We maintain our long-term Neutral recommendation on BioScrip Inc. (BIOS). Although the company has several positive catalysts to drive growth over the long haul, looming concerns keep us on the sidelines for this pharmacy benefit manager and infusion service provider.
Why the Reiteration?
BioScrip’s results in the most recent quarter surpassed the Zacks Consensus Estimate. While revenues shot up 27.3% year over year, adjusted earnings per share was in line with the year-ago results.
Following the divestment of pharmacy services business to Walgreens (WAG), BioScrip increased its focus on its Infusion franchise. This is reflected in the recent acquisition of HomeChoice which will significantly boost revenue in the future. The buyout is expected to be accretive to BioScrip’s annual top-line by $70 million. However, we are apprehensive about integration risks.

- Data shown:
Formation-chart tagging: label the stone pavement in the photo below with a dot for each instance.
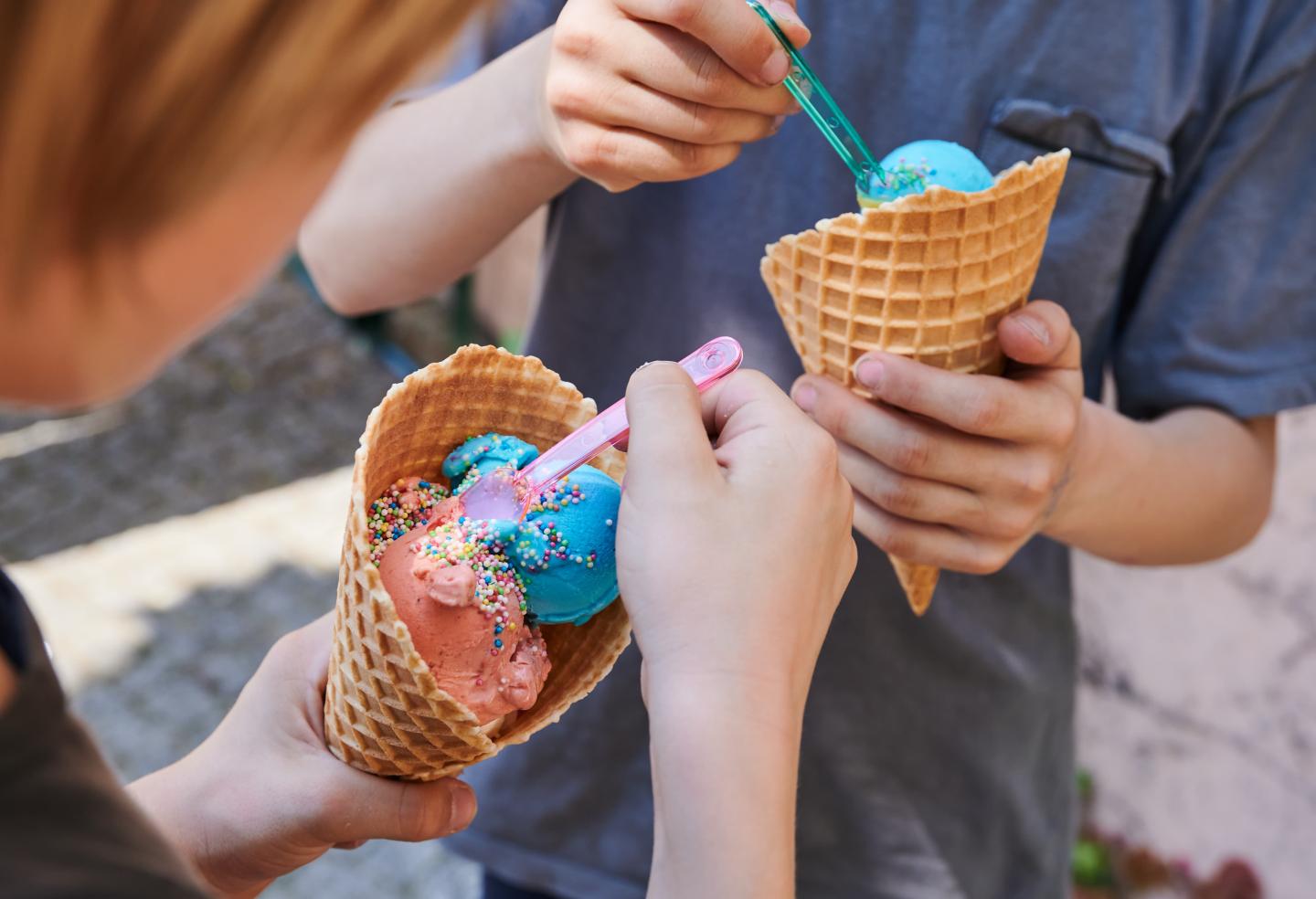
(167, 541)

- Activity A: Quote the BioScrip text from "BioScrip’s results in" to "the year-ago results.".
- Activity B:
Answer these questions from the BioScrip text, one per line:
(i) What long-term recommendation is maintained on BioScrip Inc.?
(ii) By what percentage did revenues rise year over year in the most recent quarter?
(iii) By how much is the HomeChoice acquisition expected to add to BioScrip's annual top line?

- Task result A:
BioScrip’s results in the most recent quarter surpassed the Zacks Consensus Estimate. While revenues shot up 27.3% year over year, adjusted earnings per share was in line with the year-ago results.

- Task result B:
(i) Neutral
(ii) 27.3%
(iii) $70 million